Start of Text provided

A really good question to ask yourself: Is there a time in the past when I have succeeded with this habit? Often you can spot clues. Maybe I was running every day because I was running with my neighbor, and that created some accountability.
Q: What are the pluses and minuses of a 30-day challenge like Dry January?
A: Thirty-day challenges, they're complicated. They can be super useful because they remind people that they can give something up and sort of acquaint themselves with what it would be like to give something up, or to do something intense.
Here's where people are sometimes disappointed with how it plays out: First of all, there's this sort of urban myth that it takes 21 days to form a habit. Oh, if I do it for 30 days, then it's a habit.
Research shows that's not true. And we all know that's not true! A lot of people blast through it, muscle their way through. It's novel, it's exciting. And the really dangerous thing is there's a finish line. Whenever you have a finish line, you finish and that means you have to start over. And starting over is hard.
Think very carefully about what you're trying to figure out. What does Day 31 look like? What does six months from now look like?
Thirty days in a lifetime is not really what most people are seeking to change. Most people, I think, do it because they're hoping to change a habit long-term.
Q: So if someone is doing Dry January with an eye toward the long term, what are some suggestions to make it a deeper thing?
A: Be very clear about why you're doing it. Are you trying to drink less? Drink only on special occasions? Do you just want to know how much you're drinking?
Along the way, ask yourself: How is this making you feel? How is it changing your day-to-day experience? And start thinking about: What are the implications of this going forward?
Q: Many folks in our group have been subbing their usual 5 o'clock cocktail with a mocktail or NA option. Some wonder whether it helps or hurts to make that kind of substitution.
A: I think that if it makes the change feel easier, it's a great idea. Sometimes people like the ritual or the feeling of having a treat, and so by substituting something else, it can make the habit more pleasant.

End of Text provided
Start of Data below

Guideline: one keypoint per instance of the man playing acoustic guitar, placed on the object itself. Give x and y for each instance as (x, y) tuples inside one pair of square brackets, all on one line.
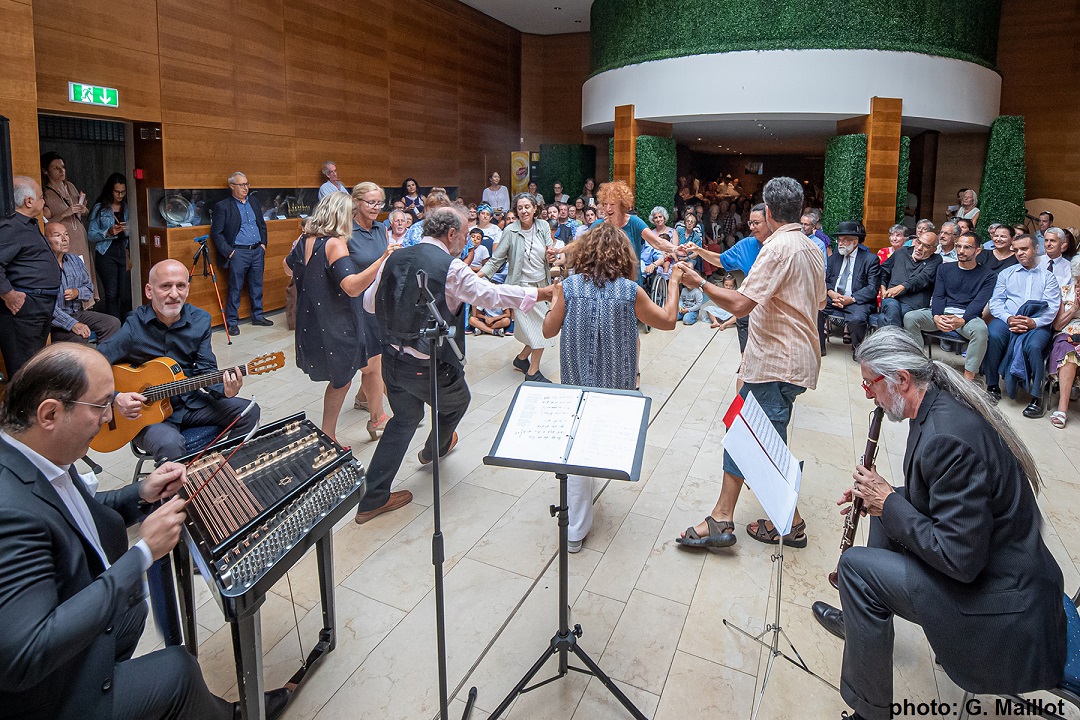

End of Data below

• What the task requires
Reproduce the full text of the interview on habits and 30-day challenges, word for word. The listing is independent material with no connection to the interview text.

• Problem solution
A really good question to ask yourself: Is there a time in the past when I have succeeded with this habit? Often you can spot clues. Maybe I was running every day because I was running with my neighbor, and that created some accountability.
Q: What are the pluses and minuses of a 30-day challenge like Dry January?
A: Thirty-day challenges, they're complicated. They can be super useful because they remind people that they can give something up and sort of acquaint themselves with what it would be like to give something up, or to do something intense.
Here's where people are sometimes disappointed with how it plays out: First of all, there's this sort of urban myth that it takes 21 days to form a habit. Oh, if I do it for 30 days, then it's a habit.
Research shows that's not true. And we all know that's not true! A lot of people blast through it, muscle their way through. It's novel, it's exciting. And the really dangerous thing is there's a finish line. Whenever you have a finish line, you finish and that means you have to start over. And starting over is hard.
Think very carefully about what you're trying to figure out. What does Day 31 look like? What does six months from now look like?
Thirty days in a lifetime is not really what most people are seeking to change. Most people, I think, do it because they're hoping to change a habit long-term.
Q: So if someone is doing Dry January with an eye toward the long term, what are some suggestions to make it a deeper thing?
A: Be very clear about why you're doing it. Are you trying to drink less? Drink only on special occasions? Do you just want to know how much you're drinking?
Along the way, ask yourself: How is this making you feel? How is it changing your day-to-day experience? And start thinking about: What are the implications of this going forward?
Q: Many folks in our group have been subbing their usual 5 o'clock cocktail with a mocktail or NA option. Some wonder whether it helps or hurts to make that kind of substitution.
A: I think that if it makes the change feel easier, it's a great idea. Sometimes people like the ritual or the feeling of having a treat, and so by substituting something else, it can make the habit more pleasant.